*RECORDED INFORMATION*.
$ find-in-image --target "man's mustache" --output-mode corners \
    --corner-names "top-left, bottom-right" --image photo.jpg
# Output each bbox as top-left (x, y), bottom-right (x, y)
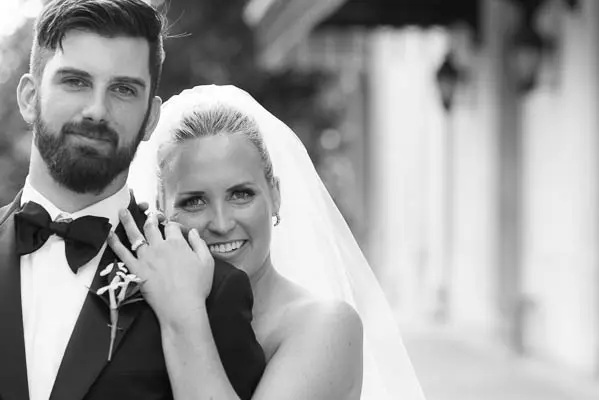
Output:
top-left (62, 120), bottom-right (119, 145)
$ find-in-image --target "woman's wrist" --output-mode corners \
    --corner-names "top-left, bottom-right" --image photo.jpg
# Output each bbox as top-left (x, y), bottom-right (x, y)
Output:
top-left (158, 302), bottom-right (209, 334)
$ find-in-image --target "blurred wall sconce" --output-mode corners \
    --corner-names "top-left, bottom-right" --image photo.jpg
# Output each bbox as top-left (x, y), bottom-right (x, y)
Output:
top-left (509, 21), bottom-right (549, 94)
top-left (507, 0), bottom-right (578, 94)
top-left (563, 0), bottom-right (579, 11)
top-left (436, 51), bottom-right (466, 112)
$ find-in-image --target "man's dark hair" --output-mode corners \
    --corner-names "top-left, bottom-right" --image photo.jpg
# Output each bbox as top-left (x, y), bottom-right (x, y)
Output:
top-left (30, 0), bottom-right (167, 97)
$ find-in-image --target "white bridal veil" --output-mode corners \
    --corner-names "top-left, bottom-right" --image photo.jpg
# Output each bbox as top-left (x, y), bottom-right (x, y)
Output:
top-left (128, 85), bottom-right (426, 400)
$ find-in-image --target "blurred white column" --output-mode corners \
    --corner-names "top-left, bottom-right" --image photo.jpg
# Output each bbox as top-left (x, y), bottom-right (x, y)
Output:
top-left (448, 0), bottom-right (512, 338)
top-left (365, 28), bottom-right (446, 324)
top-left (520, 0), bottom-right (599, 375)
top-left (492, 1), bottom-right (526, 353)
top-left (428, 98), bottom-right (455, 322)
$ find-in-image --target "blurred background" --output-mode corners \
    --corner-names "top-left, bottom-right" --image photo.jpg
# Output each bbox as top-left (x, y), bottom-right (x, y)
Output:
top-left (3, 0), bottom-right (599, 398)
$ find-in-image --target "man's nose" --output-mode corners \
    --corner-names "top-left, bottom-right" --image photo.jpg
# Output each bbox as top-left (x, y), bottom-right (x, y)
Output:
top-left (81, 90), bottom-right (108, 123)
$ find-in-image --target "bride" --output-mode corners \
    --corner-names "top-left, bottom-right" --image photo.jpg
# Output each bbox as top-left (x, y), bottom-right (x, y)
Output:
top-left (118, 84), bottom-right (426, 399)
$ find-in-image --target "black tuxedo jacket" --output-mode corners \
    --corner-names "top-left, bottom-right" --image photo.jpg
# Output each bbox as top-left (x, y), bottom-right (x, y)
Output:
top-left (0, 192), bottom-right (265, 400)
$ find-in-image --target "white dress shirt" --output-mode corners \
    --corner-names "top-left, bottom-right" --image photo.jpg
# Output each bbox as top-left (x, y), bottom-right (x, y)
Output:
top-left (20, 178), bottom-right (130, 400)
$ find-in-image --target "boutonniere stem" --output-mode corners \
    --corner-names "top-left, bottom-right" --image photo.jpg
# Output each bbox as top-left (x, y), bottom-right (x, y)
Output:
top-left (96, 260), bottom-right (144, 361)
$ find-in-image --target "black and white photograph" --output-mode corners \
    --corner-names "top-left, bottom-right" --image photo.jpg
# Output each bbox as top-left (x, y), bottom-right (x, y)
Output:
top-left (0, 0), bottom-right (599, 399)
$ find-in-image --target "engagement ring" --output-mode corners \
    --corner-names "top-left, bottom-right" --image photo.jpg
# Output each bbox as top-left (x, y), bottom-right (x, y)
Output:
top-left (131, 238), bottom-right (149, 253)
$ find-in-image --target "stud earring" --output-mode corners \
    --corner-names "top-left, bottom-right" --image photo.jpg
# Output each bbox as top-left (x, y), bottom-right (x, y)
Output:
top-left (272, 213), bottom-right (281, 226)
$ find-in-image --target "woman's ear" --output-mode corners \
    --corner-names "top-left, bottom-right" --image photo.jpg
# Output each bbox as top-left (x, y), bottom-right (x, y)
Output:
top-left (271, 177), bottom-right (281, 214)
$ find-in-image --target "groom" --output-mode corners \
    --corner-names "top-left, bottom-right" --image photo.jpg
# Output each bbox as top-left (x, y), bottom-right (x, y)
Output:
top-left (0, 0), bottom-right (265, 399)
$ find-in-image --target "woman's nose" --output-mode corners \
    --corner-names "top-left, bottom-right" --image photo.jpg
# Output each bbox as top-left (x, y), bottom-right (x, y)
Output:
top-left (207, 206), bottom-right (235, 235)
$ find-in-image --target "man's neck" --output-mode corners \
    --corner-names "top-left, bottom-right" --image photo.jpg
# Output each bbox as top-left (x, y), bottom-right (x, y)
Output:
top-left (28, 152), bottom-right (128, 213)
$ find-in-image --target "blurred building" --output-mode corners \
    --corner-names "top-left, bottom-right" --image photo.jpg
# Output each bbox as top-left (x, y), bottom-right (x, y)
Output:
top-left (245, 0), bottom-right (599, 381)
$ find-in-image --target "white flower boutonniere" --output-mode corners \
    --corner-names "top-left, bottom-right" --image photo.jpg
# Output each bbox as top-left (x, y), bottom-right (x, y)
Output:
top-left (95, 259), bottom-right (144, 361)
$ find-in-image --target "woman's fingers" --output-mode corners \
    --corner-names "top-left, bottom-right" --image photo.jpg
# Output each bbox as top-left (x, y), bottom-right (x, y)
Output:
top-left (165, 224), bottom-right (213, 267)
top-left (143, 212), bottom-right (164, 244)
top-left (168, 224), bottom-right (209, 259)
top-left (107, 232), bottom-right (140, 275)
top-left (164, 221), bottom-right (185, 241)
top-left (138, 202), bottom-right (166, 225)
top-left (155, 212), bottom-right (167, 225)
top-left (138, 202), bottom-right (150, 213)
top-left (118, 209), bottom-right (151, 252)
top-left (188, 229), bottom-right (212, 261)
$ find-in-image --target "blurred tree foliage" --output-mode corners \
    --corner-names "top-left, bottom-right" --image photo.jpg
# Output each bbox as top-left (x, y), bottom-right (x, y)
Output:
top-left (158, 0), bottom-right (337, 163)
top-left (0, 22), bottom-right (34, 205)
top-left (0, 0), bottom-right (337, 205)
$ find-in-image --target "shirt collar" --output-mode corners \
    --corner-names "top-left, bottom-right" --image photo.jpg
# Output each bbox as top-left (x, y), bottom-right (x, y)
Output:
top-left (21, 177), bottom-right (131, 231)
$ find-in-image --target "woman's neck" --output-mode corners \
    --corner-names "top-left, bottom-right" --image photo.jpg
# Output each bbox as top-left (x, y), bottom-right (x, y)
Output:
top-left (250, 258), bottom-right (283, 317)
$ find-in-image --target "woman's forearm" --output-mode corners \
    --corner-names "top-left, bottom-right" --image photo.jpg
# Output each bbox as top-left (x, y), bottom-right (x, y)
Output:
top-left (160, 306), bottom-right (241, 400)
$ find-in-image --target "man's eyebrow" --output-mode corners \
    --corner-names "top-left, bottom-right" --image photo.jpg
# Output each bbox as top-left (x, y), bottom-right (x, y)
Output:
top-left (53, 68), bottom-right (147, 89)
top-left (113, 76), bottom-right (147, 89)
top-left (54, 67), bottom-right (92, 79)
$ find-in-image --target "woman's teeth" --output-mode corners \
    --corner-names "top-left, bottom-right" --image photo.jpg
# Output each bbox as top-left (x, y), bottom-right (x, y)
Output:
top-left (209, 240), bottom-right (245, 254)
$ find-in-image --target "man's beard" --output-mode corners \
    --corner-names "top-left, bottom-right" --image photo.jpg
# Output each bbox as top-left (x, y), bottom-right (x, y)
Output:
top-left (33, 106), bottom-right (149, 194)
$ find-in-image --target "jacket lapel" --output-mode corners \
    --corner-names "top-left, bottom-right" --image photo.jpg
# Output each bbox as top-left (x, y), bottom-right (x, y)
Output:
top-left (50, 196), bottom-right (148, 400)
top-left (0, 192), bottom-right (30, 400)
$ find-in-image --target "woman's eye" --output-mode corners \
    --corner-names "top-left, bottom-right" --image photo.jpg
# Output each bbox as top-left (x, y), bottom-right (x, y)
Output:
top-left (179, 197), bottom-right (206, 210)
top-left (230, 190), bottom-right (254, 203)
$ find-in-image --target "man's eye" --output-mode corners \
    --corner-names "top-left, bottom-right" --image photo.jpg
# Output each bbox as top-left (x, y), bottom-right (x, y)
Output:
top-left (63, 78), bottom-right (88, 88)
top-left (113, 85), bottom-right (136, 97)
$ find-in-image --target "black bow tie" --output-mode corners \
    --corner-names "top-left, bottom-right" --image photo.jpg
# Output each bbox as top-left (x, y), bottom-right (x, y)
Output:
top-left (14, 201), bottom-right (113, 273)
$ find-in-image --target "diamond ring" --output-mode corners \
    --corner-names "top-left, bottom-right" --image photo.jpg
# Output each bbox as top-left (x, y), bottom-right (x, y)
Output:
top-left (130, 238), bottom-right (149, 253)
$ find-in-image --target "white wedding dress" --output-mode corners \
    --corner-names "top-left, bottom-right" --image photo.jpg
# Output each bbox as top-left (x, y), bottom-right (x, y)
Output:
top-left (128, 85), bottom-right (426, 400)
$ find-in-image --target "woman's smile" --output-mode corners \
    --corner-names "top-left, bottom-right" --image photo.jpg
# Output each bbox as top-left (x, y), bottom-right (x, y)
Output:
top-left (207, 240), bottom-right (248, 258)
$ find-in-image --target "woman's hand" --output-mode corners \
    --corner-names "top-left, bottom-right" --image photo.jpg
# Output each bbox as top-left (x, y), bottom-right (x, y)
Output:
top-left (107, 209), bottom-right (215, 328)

* * *

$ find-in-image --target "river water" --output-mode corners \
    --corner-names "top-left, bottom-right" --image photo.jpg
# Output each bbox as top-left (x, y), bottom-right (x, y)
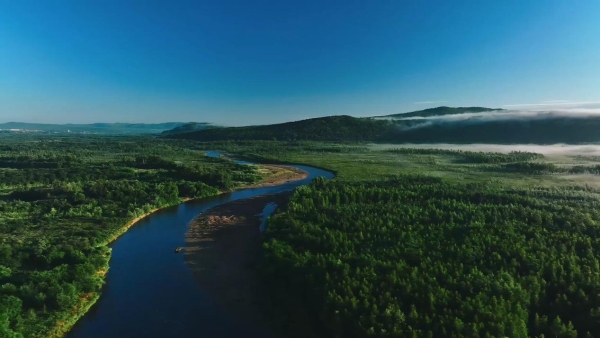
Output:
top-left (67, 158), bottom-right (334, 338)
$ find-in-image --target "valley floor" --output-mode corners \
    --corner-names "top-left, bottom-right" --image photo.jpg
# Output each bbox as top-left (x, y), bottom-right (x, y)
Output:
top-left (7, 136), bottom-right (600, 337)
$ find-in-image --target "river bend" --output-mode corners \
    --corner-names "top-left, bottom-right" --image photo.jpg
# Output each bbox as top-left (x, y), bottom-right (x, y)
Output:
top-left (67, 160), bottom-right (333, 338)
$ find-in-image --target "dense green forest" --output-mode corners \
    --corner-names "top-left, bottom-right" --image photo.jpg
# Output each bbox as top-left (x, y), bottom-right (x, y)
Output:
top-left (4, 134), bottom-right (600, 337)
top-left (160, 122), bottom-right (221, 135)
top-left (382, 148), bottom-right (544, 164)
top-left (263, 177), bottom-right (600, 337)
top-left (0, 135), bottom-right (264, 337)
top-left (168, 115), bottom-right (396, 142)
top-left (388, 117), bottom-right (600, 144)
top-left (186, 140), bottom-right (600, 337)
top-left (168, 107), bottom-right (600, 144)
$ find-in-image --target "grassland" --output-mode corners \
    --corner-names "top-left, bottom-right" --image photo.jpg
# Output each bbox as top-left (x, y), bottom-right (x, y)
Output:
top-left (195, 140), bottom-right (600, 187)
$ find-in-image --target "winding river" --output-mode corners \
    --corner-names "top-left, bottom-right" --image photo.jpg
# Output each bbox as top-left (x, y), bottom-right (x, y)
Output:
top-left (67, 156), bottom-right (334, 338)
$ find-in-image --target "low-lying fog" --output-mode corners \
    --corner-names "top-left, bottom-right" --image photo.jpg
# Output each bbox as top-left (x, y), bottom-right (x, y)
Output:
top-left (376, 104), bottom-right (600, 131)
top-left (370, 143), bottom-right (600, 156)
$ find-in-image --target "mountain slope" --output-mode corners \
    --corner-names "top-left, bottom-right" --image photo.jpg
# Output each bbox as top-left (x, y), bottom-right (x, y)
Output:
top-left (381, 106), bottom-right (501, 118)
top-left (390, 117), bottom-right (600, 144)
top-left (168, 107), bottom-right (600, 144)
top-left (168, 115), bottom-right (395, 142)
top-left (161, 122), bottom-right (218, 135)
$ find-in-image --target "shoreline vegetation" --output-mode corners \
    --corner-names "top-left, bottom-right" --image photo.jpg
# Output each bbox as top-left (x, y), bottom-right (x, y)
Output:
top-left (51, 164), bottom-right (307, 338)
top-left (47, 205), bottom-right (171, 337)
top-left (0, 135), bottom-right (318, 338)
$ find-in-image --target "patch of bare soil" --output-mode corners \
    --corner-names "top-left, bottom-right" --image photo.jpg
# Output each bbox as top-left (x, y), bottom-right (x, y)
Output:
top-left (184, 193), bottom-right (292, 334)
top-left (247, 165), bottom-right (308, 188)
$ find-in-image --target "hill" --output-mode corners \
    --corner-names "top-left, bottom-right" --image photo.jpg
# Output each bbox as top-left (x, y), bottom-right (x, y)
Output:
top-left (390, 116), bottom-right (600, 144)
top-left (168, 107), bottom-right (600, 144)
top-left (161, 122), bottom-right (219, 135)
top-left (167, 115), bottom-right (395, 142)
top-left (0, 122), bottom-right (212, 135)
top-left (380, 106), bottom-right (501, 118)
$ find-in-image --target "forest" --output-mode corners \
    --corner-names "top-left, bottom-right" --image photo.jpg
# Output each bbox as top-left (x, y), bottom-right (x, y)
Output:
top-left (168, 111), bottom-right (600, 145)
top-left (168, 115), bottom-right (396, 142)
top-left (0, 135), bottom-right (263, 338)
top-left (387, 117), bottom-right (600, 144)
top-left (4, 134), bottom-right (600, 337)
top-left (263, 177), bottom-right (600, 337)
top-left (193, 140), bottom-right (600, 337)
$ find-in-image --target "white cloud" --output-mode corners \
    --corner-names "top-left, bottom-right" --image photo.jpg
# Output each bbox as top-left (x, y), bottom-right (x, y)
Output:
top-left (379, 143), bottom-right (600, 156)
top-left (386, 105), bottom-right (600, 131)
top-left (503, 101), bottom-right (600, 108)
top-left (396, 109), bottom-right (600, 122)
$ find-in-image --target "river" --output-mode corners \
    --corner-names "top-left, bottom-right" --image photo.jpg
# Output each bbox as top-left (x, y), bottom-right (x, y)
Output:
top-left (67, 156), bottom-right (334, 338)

*ABOUT THIS TASK*. Please copy out each line in the entries that mentions the string "white".

*RESPONSE AREA*.
$ find-in-image --target "white bridal veil" --output-mode corners \
$ find-in-image --target "blurred white column" --output-mode corners \
$ find-in-image --target "white dress shirt" --output-mode corners \
$ find-in-image --target "black and white photograph" --output-mode corners \
$ find-in-image --target "white flower boutonniere" --output-mode corners \
$ find-in-image --target "white wedding dress" --output-mode corners \
$ find-in-image --target "white cloud" --output-mode corners \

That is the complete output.